■ EXTRACTED TEXT

--- BEGIN ---

The two most important things I have learned which have changed my initial attitude to this whole concern are, No. 1, the proposals made by those concerned about this problem do not involve a Government role of any kind whatsoever. They are not asking for any form of censorship or regulation of speech in any manner, shape, or form. 

What they are asking for is whether or not the music industry can show some self-restraint and working together in a manner similar to that used by the movie industry, whether or not they can come up with a voluntary guide system for parents who wish to exercise what they believe to be their responsibilities to their children, to try to prevent their children from being exposed to material that is not appropriate for them. 

The second thing I have learned over the past several months is that the kind of material in question is really very different from the kind of material which has caused similar controversies in past generations. It really is very different, and I think those who have not become familiar with this material will realize that fact when they see some of the examples that involve extremely popular groups that get an awful lot of play, some of the most popular groups around now.

--- END ---

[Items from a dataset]
--- BEGIN ---

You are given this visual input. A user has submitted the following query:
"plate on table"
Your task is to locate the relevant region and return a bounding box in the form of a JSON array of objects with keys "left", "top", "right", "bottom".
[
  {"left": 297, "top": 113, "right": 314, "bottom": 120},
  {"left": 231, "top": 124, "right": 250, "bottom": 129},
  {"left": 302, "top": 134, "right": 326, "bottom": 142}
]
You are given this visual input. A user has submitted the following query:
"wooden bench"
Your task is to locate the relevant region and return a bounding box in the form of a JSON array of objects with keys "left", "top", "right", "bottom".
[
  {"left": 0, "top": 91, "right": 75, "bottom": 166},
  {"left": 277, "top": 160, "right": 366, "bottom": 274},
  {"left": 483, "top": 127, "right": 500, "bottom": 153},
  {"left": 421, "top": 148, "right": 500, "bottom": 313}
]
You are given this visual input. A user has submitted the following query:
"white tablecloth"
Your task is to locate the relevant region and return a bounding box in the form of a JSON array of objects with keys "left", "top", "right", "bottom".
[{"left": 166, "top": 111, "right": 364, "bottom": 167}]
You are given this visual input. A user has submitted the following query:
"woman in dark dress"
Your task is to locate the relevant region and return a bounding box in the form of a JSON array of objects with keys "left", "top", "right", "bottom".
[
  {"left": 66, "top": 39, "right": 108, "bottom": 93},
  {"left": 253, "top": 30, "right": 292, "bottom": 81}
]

--- END ---

■ REQUIRED TASKS
1 > Set down the remarks on music labeling from "What they are" to "appropriate for them.".
2 > Take the remarks on music labeling further, beginning right after their last sentence.

■ ANSWERS PROVIDED
1 >
What they are asking for is whether or not the music industry can show some self-restraint and working together in a manner similar to that used by the movie industry, whether or not they can come up with a voluntary guide system for parents who wish to exercise what they believe to be their responsibilities to their children, to try to prevent their children from being exposed to material that is not appropriate for them.

2 >
It's more than a little strange, isn't it, that a sitting senator would insist—during a Senate hearing!—that this wasn't a government thing at all. 1985 is a long time ago, but it wasn't the middle ages, so the censors never copped to wanting to censor anything (especially a chart-topping record). But Al invoked the MPAA rating system which, like the Comics Code before it and "voluntary" TV ratings after it, were pressed upon industries with the sure threat of actual government regulation. But don't you see, Ma and Pa Kettle, things are so very different today, and songs like "Darling Nikki" weren't happy, coded odes to anal sex like "Tutti-Frutti" or whatever the fuck the Kingsmen were singing about in "Louie, Louie." No, today's "Filthy Fifteen" were about sex and masturbation (Cyndi Lauper's "She-Bop" was called out for this, as was another Prince-penned ditty, "Sugar Walls," sung by Sheena Easton); booze and drugs ("High 'n' Dry" by Def Leppard and "Trashed" by Black Sabbath); and the occult ("Into the Coven" by Mercyful Fate and "Possessed" by Venom). Tipper devoted an entire chapter of her book to "Playing With Fire: Heavy Metal Satanism" and called attention to the threat of...Dungeons and Dragons. "Many kids," she wrote, "experiment with the deadly satanic game, and get hooked."

If all of this seems so, so, so long ago—and it does, thank god—we owe a huge debt to Prince and the people like him who soldiered on, expressing themselves as they saw fit, in free and unfettered ways. In fact, Prince did it not just with the content of his art, as he also experimented with new, direct ways of distribution, too, while (stupidly, IMO) eschewing the shift to digital and taking on what was at the time the most-powerful music label in the business. Depending on who you are, you might hate all or some of his music, or think his creative streak dried up somewhere around the time he became The Artist Formerly Known as Prince or started scrawling "SLAVE" on his cheeks...

Yeah, sure, maybe.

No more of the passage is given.